In defense of spaghetti code. *ducks*
-
While I have written, or tried to write, well-structured code for over 45 years, there was a time when I had no choice. I was dealing with making changes to the mainframe operating system, a beast in which the non-resident portions were in pages of 384 memory words in length. This was in the days when a 64K machine was considered fairly large. Not only was it spaghetti code, one of the standard tricks was to overwrite the memory used by the housekeeping and initialization code in order to use it as storage. After all, if that code was only ever executed once, then after it ran it was simply occupying space for no good reason. This, of course, was all done in assembler, and predated the use of read-only memory, so writing self-modifying code was not only de rigueur, it was a talent you had to learn and be good at. Little of that code ever got well commented, but that was the way we rocked.
We called that overlay programming. You planned your design to allow for the orderly reuse of memory. One could have a program that used 5x the memory you had available. It wasn't like virtual memory where the hardware made all of that transparent, but it accomplished the same basic job except you were in control of when and what overlays were called into memory. The main or parent program was always in memory.

Items listed in a dataset:
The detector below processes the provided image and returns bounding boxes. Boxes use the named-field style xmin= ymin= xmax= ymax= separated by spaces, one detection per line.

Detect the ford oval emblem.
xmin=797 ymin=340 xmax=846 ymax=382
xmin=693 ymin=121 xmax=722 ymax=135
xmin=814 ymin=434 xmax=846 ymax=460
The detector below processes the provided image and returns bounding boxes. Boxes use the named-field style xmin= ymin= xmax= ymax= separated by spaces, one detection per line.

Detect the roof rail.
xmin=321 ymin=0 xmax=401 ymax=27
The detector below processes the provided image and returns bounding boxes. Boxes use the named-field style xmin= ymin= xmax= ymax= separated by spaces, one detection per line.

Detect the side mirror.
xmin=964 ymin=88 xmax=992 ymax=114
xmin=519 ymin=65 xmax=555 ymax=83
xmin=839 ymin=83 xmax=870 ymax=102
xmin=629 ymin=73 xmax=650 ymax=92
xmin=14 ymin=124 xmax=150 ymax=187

» **Task set**:
a) From the spaghetti code post, quote the part that opens with the words "We called that" and closes with "always in memory.".
b) Write the next part of the spaghetti code post, picking up right after its final sentence.

» **Expected outputs**:
a)
We called that overlay programming. You planned your design to allow for the orderly reuse of memory. One could have a program that used 5x the memory you had available. It wasn't like virtual memory where the hardware made all of that transparent, but it accomplished the same basic job except you were in control of when and what overlays were called into memory. The main or parent program was always in memory.

b)
"A little time, a little trouble, your better day" Badfinger
-
I ran into an issue recently on a professional embedded project, and that was this: In translating the flow diagrams to code, there were so many conditions around state changes and such that my options were to either abstract the flow with some sort of generalized framework, or cook some spaghetti code. I chose the latter. Why? Simple. The actual effort if anything would be about equal, or favor the spaghetti approach. More importantly, progress remains visible with the spaghetti approach rather than the abstract flow framework which requires a lot of up front design and work without progress visible to the client. Finally, this is embedded code, where a rewrite is maybe a grand or two $USD, on the outside, assuming not a lot of reuse. It would cost at least half that to develop a simple framework, which might make things more maintainable, but questionable in terms of how effortlessly one can make changes (whereas maintainability is more about stepping away for a month and being able to pick it up again, mostly - or someone else picking up your code). It's all a matter of robbing peter to pay paul. The bottom line here is that while we may chase perfect code, and "best practices" that's not always the most effective technique for keeping the lights on. Flame away.
To err is human. Fortune favors the monsters.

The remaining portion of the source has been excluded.